**INPUT**

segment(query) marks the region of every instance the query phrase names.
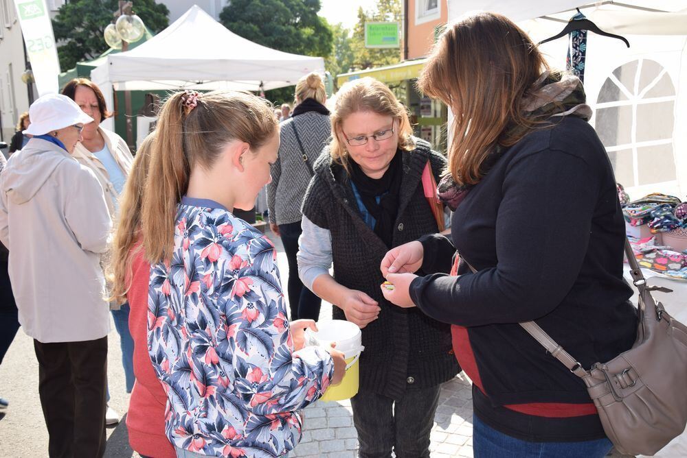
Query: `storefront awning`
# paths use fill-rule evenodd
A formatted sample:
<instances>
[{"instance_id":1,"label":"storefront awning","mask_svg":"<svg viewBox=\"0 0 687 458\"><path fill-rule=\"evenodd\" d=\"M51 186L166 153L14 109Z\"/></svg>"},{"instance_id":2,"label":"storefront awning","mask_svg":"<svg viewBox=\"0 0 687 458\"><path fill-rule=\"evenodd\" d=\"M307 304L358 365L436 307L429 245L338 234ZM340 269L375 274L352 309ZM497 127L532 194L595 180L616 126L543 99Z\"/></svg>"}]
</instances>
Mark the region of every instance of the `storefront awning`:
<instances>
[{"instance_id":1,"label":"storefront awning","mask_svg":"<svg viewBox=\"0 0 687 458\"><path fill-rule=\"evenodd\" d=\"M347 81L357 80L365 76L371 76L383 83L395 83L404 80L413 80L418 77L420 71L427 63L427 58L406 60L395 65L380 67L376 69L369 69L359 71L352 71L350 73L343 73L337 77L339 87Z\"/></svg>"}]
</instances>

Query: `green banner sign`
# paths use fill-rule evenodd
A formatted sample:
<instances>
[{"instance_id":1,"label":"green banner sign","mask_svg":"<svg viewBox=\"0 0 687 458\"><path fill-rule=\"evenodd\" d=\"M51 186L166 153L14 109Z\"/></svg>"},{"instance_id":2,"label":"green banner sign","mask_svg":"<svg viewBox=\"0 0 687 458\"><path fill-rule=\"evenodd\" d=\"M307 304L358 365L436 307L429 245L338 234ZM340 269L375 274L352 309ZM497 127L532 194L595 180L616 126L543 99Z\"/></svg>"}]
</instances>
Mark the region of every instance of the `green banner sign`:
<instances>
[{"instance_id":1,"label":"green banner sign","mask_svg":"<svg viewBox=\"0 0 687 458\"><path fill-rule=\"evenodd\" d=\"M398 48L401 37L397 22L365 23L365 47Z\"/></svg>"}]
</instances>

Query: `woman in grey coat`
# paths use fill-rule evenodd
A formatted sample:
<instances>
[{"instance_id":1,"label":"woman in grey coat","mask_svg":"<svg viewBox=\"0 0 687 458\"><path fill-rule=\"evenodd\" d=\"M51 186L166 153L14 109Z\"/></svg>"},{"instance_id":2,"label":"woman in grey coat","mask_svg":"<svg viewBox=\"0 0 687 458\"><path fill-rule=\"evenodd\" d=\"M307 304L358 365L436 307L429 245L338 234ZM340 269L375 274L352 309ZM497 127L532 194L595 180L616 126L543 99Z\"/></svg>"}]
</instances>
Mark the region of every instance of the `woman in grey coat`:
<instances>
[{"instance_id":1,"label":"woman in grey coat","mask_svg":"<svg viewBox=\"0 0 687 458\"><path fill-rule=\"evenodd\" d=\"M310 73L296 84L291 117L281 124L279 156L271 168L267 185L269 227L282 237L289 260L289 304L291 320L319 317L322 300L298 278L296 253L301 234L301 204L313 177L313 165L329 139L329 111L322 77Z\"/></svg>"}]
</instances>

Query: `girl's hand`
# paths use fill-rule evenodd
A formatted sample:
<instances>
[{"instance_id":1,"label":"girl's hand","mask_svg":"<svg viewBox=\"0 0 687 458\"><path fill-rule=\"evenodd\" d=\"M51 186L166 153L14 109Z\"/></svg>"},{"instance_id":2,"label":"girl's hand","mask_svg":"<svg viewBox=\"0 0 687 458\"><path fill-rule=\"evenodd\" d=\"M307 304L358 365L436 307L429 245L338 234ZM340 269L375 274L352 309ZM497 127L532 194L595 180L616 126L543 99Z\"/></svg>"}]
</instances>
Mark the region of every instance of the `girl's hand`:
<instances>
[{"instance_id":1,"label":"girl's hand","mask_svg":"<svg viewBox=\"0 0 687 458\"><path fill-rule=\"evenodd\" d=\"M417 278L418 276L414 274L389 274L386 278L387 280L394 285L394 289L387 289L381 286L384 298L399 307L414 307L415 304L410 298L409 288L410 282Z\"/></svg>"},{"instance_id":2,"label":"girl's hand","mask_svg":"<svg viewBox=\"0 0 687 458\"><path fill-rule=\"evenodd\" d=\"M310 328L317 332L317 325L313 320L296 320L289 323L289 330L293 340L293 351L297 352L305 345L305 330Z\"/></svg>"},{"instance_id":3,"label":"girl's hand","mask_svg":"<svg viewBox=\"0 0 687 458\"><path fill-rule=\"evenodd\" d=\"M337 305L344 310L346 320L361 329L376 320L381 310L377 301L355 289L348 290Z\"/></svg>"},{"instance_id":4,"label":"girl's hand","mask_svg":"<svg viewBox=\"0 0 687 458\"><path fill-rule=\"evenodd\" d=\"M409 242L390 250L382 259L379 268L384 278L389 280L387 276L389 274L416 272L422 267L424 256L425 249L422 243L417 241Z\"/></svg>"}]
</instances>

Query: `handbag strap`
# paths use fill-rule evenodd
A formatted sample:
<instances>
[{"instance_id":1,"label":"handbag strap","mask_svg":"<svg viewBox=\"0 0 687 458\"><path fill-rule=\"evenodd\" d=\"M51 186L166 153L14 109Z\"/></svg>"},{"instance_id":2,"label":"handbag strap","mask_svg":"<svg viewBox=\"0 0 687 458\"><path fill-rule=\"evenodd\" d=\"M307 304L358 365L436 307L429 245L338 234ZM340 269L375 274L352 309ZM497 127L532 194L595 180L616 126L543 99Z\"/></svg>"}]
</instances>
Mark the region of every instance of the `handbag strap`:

**WHAT TO WORK ON**
State how many lines of the entries above contain the string "sign", counting only matches in the same letter case. Give only the number.

**FULL ANSWER**
4